Goal of the exercise: Tally the lines in the data below that contain the word "yellow", counting only exact-case matches, and reply with the number alone.

>> Begin Given records

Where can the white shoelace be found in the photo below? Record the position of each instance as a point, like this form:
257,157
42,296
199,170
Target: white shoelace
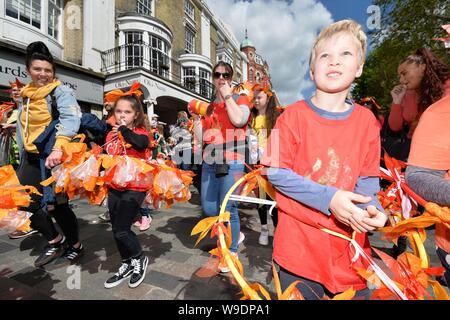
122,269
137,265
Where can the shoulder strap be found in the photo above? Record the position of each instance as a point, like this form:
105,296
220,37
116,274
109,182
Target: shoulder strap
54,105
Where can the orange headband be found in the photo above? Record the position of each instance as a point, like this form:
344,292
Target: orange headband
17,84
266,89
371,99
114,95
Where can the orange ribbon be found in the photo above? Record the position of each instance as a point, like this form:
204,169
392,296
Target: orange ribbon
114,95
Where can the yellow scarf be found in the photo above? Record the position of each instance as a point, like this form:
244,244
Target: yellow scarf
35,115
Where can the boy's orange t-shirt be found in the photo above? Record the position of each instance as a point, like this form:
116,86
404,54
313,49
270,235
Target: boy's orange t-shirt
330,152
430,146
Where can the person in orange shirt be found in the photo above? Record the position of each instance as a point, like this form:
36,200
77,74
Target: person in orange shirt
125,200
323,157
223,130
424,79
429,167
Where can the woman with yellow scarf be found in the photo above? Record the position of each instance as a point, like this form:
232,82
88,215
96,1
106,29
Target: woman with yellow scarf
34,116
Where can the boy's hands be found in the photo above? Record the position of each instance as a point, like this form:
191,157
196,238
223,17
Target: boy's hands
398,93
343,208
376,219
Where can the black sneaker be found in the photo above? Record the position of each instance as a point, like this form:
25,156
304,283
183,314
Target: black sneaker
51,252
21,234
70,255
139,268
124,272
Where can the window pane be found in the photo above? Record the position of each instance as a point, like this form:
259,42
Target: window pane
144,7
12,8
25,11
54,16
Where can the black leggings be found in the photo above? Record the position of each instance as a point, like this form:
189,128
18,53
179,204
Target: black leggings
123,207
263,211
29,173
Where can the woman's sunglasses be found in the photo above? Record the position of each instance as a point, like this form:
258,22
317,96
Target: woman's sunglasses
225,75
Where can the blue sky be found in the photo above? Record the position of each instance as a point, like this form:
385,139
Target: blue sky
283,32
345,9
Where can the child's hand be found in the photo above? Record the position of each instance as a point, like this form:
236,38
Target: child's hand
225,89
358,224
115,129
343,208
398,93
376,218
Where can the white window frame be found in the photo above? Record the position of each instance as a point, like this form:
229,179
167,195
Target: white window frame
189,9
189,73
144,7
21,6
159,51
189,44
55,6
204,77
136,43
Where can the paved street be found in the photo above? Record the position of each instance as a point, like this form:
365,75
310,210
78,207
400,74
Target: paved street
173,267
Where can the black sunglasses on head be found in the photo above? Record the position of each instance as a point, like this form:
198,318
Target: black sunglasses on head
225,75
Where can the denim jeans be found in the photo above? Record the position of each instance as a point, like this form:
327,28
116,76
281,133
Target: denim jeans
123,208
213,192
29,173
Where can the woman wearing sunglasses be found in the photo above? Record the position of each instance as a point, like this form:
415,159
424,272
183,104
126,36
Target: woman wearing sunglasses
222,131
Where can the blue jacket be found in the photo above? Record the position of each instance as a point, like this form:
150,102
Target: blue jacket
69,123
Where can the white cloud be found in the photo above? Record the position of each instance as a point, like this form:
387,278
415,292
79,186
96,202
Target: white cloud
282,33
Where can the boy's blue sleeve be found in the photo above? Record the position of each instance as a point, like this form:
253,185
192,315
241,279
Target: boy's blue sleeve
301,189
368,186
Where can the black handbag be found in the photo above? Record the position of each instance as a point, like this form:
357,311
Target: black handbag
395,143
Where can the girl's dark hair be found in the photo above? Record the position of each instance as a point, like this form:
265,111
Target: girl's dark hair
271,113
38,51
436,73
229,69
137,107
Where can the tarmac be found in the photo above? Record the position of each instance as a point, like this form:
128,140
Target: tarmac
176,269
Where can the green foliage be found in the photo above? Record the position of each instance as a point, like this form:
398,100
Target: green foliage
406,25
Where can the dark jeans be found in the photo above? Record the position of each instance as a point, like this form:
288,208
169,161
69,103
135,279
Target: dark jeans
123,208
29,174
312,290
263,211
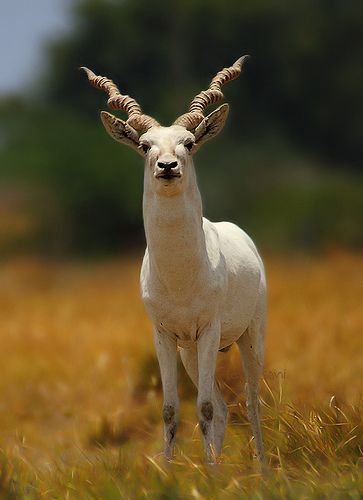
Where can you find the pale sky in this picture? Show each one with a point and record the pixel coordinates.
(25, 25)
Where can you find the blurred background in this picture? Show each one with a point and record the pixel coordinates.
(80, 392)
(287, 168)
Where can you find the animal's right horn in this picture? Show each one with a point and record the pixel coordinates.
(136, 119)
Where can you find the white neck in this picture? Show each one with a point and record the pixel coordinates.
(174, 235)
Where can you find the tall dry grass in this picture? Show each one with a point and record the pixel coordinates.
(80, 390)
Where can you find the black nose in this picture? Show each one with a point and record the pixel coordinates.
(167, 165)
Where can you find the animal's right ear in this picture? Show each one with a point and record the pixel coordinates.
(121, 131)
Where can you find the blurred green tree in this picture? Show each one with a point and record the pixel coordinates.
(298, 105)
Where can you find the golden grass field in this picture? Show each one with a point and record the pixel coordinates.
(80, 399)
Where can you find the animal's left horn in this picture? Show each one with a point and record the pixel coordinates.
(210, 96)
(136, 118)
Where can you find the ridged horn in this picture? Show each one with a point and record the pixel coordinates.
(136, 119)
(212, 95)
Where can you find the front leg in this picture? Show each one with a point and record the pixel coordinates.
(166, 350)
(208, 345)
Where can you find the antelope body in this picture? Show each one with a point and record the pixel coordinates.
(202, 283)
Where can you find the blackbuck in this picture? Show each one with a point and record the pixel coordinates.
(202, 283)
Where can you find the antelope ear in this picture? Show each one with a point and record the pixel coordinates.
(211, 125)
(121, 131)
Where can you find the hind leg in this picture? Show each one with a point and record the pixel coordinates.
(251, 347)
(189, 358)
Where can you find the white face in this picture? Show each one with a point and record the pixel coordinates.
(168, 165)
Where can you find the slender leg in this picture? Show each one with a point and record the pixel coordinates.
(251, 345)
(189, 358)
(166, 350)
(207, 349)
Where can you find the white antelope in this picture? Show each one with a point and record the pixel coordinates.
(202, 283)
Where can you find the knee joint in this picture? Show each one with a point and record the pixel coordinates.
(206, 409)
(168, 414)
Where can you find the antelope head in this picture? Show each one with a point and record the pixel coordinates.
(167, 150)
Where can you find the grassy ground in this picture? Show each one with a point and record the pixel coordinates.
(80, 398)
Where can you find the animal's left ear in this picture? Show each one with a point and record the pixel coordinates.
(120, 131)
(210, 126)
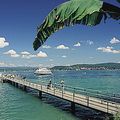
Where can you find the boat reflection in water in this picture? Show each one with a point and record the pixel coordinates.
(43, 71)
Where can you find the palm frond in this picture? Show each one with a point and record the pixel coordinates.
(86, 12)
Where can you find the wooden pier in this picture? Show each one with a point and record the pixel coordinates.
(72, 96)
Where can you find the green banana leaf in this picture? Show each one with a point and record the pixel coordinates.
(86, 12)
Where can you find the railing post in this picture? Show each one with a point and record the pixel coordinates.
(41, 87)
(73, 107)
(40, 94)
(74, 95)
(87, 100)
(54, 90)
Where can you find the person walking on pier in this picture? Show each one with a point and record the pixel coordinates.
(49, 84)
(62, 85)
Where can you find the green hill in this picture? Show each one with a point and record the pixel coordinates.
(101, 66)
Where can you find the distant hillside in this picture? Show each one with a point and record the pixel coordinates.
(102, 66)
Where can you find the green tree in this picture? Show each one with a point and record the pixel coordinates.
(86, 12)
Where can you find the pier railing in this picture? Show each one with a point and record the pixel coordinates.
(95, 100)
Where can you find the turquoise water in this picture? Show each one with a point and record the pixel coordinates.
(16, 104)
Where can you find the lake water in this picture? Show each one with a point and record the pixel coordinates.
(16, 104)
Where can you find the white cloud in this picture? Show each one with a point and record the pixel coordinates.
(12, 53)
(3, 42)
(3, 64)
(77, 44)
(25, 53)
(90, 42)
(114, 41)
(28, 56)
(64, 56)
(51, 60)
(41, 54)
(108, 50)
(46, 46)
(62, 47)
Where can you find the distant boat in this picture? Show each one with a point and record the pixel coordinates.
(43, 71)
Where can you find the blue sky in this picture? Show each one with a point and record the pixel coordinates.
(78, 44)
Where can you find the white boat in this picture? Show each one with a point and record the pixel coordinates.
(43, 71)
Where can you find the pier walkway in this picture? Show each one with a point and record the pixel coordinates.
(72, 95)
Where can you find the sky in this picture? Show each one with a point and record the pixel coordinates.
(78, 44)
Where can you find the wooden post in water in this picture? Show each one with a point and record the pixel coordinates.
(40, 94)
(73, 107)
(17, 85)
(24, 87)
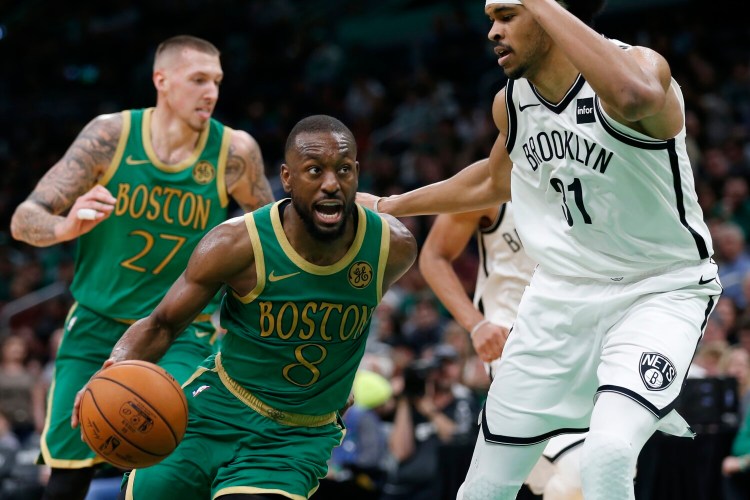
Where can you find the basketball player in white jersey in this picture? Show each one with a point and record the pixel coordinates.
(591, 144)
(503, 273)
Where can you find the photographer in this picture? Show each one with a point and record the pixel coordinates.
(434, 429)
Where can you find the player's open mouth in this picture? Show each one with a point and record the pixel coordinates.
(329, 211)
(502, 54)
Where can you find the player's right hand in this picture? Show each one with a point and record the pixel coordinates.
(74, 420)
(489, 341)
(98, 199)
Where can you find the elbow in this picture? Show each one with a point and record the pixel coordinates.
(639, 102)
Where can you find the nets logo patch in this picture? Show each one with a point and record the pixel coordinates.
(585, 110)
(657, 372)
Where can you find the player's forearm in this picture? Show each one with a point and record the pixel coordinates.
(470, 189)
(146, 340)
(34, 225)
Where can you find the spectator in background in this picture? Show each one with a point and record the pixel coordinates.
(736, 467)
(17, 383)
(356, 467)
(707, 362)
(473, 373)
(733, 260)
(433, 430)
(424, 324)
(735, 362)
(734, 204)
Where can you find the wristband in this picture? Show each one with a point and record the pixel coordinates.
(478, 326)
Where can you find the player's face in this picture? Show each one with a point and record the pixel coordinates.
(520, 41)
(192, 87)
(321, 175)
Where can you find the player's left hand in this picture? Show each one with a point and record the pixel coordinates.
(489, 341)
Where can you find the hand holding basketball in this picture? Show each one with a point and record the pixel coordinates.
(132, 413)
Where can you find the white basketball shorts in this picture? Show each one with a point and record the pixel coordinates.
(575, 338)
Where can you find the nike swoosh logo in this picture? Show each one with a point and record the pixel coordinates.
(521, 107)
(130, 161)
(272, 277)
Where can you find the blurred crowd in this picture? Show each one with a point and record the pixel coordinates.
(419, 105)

>> End Given records
>> Begin Given records

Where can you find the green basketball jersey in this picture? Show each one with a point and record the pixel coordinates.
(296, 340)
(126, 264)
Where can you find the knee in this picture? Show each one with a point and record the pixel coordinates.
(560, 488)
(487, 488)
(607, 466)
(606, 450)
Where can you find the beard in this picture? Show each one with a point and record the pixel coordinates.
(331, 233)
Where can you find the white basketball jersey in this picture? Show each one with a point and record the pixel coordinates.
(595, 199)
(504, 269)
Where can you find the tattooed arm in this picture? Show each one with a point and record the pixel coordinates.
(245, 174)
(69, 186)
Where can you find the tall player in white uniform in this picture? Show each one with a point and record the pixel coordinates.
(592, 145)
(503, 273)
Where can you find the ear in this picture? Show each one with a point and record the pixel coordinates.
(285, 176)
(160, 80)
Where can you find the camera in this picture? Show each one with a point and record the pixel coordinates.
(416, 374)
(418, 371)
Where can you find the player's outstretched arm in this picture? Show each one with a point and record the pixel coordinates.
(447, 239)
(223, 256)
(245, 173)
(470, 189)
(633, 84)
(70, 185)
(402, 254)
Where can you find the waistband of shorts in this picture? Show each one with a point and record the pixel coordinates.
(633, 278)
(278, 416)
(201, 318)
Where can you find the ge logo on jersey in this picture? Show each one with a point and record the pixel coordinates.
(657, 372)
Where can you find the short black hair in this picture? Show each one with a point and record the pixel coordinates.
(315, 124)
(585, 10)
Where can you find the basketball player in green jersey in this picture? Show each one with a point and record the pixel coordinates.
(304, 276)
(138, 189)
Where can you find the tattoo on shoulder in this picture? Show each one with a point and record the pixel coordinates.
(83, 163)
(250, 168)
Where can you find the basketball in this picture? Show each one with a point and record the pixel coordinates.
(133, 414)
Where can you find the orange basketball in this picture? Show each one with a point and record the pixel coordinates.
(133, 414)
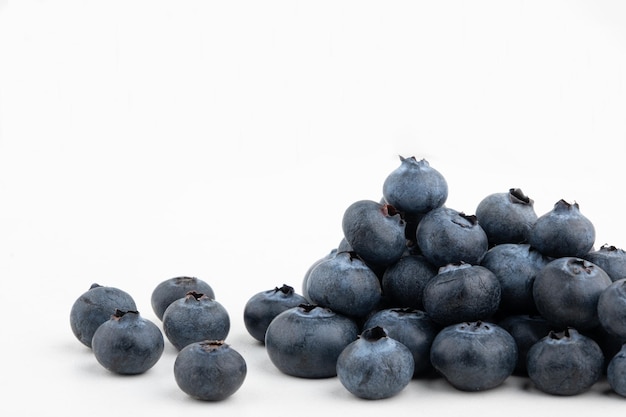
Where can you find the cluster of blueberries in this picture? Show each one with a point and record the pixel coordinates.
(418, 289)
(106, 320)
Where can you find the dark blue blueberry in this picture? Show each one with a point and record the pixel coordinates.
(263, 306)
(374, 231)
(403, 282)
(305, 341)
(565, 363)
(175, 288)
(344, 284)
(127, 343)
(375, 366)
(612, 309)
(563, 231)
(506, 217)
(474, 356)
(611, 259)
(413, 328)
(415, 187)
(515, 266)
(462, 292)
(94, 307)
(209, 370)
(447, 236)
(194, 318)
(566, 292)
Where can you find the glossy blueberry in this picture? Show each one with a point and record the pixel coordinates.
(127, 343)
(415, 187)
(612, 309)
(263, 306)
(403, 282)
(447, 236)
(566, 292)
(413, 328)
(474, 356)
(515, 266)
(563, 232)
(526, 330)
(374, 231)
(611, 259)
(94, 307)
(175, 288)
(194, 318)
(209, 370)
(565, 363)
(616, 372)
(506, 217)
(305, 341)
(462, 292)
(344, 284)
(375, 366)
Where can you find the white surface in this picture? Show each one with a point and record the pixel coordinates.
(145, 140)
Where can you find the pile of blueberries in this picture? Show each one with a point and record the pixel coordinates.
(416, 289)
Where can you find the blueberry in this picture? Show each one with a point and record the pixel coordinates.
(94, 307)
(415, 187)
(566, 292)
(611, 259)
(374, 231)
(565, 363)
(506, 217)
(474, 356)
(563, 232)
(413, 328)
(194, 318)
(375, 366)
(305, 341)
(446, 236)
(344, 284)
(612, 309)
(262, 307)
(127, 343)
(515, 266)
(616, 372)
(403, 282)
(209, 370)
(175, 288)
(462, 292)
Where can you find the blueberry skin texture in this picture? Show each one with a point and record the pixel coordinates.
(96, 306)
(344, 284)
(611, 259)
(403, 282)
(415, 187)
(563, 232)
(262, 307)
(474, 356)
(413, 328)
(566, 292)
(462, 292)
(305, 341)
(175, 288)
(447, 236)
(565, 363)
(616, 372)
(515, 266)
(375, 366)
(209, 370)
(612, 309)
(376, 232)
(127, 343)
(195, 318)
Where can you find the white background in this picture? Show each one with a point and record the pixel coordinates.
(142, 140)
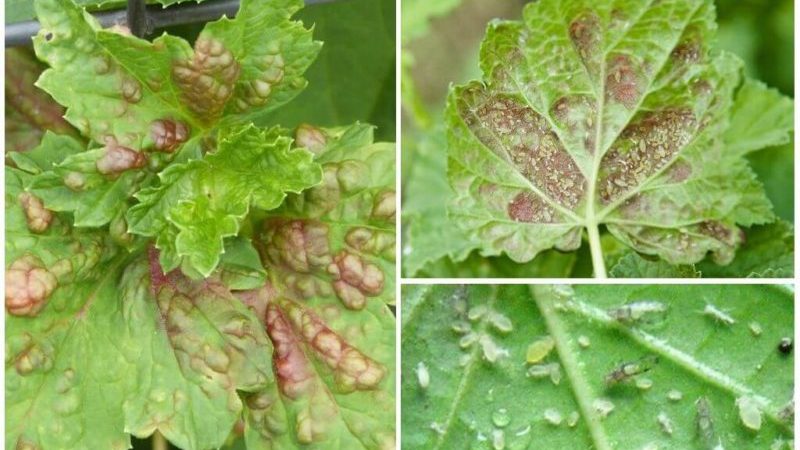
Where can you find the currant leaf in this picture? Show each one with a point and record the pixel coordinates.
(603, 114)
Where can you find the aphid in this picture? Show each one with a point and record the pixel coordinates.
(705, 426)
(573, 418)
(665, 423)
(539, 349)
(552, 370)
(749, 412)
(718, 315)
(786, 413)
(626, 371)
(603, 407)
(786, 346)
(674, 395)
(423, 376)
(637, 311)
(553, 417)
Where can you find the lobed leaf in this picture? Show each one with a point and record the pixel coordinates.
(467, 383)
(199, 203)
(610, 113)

>> End Given records
>> Begin Given records

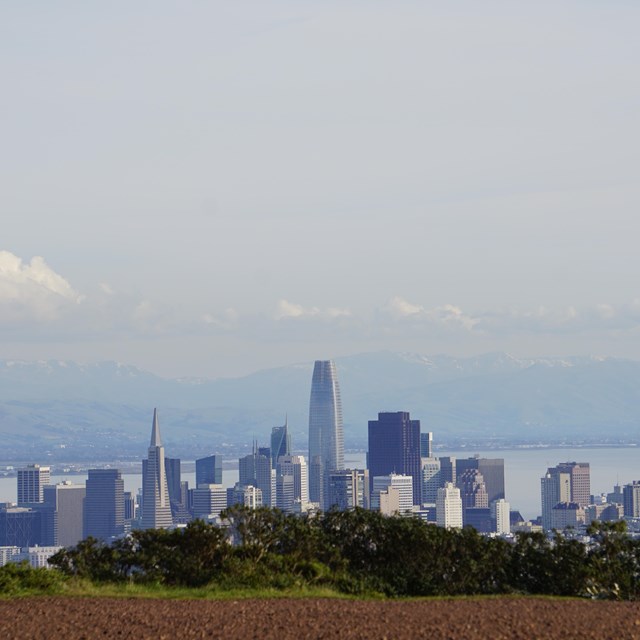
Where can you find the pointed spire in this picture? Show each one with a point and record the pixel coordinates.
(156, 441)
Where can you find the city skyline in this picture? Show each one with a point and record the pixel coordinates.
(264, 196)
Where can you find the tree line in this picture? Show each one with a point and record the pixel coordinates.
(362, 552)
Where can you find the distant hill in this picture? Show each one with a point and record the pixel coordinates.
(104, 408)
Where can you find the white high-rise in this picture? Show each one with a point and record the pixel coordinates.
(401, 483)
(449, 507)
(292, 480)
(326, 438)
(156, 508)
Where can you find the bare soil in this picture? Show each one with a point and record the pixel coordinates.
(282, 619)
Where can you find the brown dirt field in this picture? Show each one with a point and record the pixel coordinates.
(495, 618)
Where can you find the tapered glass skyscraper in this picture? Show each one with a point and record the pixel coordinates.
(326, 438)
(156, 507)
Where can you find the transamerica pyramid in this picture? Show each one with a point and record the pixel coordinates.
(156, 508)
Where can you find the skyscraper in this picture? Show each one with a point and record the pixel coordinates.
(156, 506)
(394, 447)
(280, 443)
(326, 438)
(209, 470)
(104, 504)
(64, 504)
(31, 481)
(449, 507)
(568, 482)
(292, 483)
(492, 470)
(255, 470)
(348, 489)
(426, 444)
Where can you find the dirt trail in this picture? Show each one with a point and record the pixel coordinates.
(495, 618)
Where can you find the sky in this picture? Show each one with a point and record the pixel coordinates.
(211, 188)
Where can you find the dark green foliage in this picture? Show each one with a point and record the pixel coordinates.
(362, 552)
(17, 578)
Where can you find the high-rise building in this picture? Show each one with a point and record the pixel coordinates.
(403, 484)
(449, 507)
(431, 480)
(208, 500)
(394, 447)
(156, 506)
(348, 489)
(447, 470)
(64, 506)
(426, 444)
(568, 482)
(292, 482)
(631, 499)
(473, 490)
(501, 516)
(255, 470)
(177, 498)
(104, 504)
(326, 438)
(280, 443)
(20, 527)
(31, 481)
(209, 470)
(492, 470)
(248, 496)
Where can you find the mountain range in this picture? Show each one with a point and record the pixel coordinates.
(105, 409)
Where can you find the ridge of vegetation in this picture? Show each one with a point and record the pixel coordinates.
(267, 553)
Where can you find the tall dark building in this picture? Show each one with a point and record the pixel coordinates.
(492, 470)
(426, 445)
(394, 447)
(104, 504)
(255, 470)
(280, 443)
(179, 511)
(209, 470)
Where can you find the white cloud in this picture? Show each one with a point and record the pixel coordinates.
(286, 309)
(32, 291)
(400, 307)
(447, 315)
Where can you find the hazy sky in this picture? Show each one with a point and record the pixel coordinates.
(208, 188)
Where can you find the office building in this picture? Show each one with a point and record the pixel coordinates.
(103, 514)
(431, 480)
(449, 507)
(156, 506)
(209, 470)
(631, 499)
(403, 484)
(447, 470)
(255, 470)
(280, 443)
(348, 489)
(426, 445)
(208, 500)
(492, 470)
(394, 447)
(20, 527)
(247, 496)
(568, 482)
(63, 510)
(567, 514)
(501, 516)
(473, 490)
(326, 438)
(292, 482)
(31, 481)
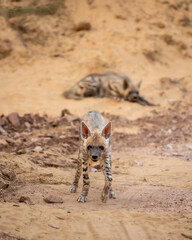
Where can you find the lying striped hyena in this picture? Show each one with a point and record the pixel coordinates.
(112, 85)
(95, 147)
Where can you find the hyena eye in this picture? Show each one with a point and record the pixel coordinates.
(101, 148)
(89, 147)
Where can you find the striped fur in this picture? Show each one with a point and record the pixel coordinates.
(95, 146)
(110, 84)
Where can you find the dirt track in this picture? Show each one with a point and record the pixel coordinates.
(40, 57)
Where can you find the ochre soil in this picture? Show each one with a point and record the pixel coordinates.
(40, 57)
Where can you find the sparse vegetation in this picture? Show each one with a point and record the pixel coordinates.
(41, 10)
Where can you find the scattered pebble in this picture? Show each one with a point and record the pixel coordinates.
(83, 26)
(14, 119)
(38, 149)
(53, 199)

>> End Given records

Finished task: 4